| Passage for review |
•••••

Gilbert Achcar On The New Cold War

Gilbert Achcar – Photo: Wikimedia Commons 

The risk of a new Cold War has greatly increased in recent times, not only because of Russia’s invasion of Ukraine but also because the US has acknowledged China as a superpower rival that needs to be contained. This is the version about current international affairs that one encounters among mainstream analysts. However, Lebanese socialist scholar Gilbert Achcar claims that this interpretation of interstate relations in today’s world is a misrepresentation of the evolution of global politics since the official end of the period known as the Cold War, which lasted from 1947-1991, and rests on a confusing notion around the issue of a “new Cold War.” Indeed, in the interview that follows, Achcar argues that a New Cold War has been underway since the late 1990s and we are now at a stage where it could get hot.

Gilbert Achcar is professor of development studies and international relations at the School of Oriental and African Studies, University of London.  He is the author of many books, including The People Want: A Radical Exploration of the Arab Uprising; The Clash of Barbarisms: The Making of the New World Disorder; Perilous Power: The Middle East and U.S. Foreign Policy (co-authored with Noam Chomsky), and Marxism, Orientalism, Cosmopolitanism. His latest book, which was just released, is The New Cold War: The United States, Russia and China from Kosovo to Ukraine (Haymarket Books 2023).

C. J. Polychroniou: Russia’s invasion of Ukraine and its partnership with China have led many commentators to speak of the beginning of a New Cold War.  However, in your newly released book The New Cold War: The United States, Russia, and China from Kosovo to Ukraine, you argue that a new geopolitical East-West divide, and thus the emergence of a New Cold War, can be traced back to the late 1990s, and specifically to the Kosovo war. Let’s start with your understanding of the term “cold war” because I can see many objecting to your interpretation of the interaction of states in the global interstate system prior to Russia’s invasion of Ukraine.

•••••

| Action item |
What comes after the last sentence of the interview with Gilbert Achcar on the New Cold War? Write that continuation. You won't need the records.

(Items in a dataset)

•••••

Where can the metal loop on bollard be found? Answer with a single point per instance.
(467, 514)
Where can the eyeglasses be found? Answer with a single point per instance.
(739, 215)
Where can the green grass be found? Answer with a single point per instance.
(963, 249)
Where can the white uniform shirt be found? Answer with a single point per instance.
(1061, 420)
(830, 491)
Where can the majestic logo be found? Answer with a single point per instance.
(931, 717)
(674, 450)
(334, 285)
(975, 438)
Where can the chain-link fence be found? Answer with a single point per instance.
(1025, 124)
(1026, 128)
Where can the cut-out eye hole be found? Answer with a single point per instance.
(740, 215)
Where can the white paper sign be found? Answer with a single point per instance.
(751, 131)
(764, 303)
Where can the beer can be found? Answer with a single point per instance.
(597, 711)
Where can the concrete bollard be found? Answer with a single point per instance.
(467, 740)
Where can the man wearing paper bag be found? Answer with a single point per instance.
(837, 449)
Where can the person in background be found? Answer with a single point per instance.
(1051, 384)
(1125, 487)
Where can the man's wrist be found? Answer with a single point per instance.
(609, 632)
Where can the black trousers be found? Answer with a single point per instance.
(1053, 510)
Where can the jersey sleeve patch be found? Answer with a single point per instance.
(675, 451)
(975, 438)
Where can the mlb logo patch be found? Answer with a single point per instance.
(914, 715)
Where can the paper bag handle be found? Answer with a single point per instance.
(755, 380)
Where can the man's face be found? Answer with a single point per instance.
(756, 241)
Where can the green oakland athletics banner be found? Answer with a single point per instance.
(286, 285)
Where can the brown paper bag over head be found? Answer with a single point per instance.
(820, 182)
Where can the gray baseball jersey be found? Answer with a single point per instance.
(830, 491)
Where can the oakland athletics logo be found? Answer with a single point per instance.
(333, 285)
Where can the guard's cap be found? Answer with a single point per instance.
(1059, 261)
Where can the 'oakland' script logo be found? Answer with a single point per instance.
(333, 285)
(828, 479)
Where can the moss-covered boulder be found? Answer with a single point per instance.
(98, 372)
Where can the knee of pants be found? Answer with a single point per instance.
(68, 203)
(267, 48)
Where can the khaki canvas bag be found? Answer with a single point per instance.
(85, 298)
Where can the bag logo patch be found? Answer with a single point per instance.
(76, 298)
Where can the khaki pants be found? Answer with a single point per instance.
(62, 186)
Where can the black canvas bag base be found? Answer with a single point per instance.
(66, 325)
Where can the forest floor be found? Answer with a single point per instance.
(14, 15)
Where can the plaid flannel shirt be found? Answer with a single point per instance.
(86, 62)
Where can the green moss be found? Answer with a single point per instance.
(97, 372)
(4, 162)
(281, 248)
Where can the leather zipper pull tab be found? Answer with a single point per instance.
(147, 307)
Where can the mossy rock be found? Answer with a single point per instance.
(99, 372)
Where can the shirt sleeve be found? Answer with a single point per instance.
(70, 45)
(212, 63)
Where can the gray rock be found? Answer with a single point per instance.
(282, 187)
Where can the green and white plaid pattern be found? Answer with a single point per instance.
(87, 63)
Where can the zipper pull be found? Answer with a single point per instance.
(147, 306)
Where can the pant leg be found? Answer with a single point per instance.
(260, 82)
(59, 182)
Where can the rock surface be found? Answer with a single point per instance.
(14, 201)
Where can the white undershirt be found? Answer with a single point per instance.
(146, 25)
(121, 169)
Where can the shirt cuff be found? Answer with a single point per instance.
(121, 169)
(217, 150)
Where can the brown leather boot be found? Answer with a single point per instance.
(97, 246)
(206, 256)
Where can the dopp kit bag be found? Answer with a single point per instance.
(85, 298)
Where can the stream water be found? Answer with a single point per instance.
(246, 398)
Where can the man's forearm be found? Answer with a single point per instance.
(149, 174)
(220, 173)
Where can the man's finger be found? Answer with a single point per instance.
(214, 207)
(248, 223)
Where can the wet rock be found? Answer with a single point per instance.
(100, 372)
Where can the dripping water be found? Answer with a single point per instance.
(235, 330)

•••••

| Output of the exercise |
Gilbert Achcar: There is a lot of confusion indeed around the issue of a new cold war. The uses of the expression did not start proliferating now, but since 2014 regarding US relations with Russia and since Trump for those with China. The range of opinions remained the same though, between those who believe that we’re in the thick of it, those who believe that it has only started now with the invasion of Ukraine, and those who are still warning of it as a potential outcome! What is right in all this, however, is that the notion of “cold war” is not conflated with the ideological and systemic opposition that existed between the Soviet-led and the US-led blocs. The origins of the expression “cold war” and of the notion of a New Cold War are both discussed in detail in my book.

Basically, a “cold war” is a situation in which a country maintains a state of preparation for war without being (yet) engaged in a “hot war.” In other words, the arms race is what made the Cold War be called as such, and I have explained since the late 1990s how the United States had decided to maintain a level of military expenditure based on the scenario of a war simultaneously waged against Russia and China. This decision was related to other provocative stances by Washington, which led me to identify the beginning of what I called the New Cold War in 1999. What happened since could only confirm this diagnosis, and it is rather amusing that today, when the world is as close to a very hot world war as it has ever been since 1945, some are still reluctant to call a spade a spade!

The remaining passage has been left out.